▸ Set exercise
Write every line of the rows below as a JSON list of strings, one string per line, skipping blank lines and leaving out the pictures.

▸ Record set
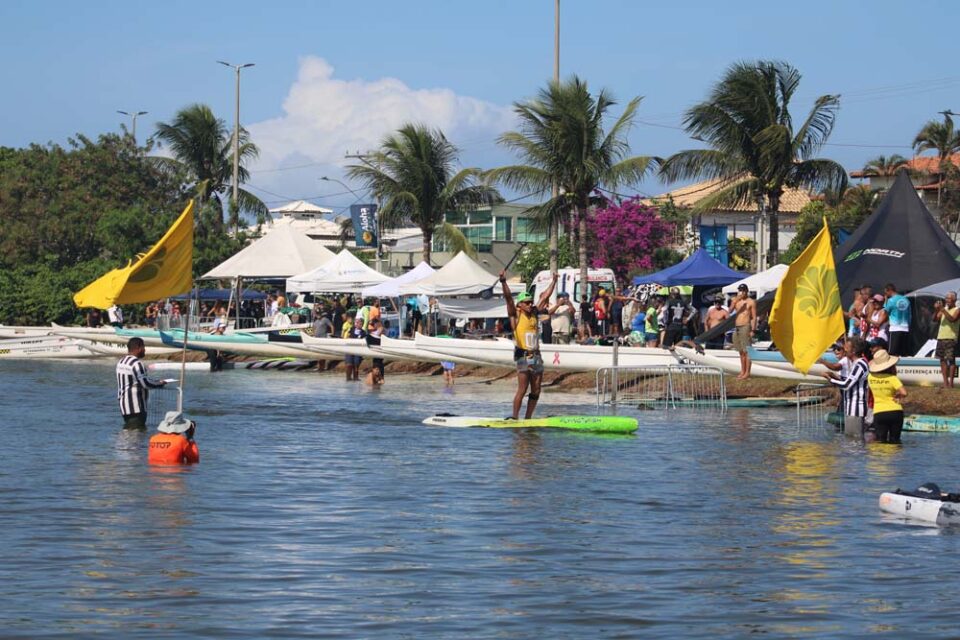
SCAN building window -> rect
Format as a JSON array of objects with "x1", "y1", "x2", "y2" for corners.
[{"x1": 494, "y1": 217, "x2": 513, "y2": 242}]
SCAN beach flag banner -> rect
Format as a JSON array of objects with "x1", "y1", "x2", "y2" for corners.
[
  {"x1": 73, "y1": 200, "x2": 193, "y2": 309},
  {"x1": 770, "y1": 218, "x2": 844, "y2": 373}
]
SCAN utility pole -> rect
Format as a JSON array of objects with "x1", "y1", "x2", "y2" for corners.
[
  {"x1": 117, "y1": 109, "x2": 147, "y2": 146},
  {"x1": 217, "y1": 60, "x2": 254, "y2": 233}
]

▸ Response
[
  "SCAN building window -> rect",
  "Format as a JSON array of objects with \"x1\", \"y1\", \"x2\", \"y2\" for corners.",
  "[{\"x1\": 494, \"y1\": 217, \"x2\": 513, \"y2\": 242}]",
  "SCAN beach flag banner -> rect",
  "Format as a JSON array of objects with \"x1\", \"y1\", \"x2\", \"y2\" for corners.",
  "[",
  "  {\"x1\": 73, \"y1\": 200, \"x2\": 193, \"y2\": 309},",
  "  {\"x1\": 770, \"y1\": 218, \"x2\": 844, \"y2\": 373}",
  "]",
  "SCAN utility pole -> rect",
  "Format as a JSON array of objects with \"x1\", \"y1\", \"x2\", \"y2\" for corners.",
  "[",
  "  {\"x1\": 117, \"y1\": 109, \"x2\": 147, \"y2\": 146},",
  "  {\"x1\": 217, \"y1\": 60, \"x2\": 254, \"y2\": 233}",
  "]"
]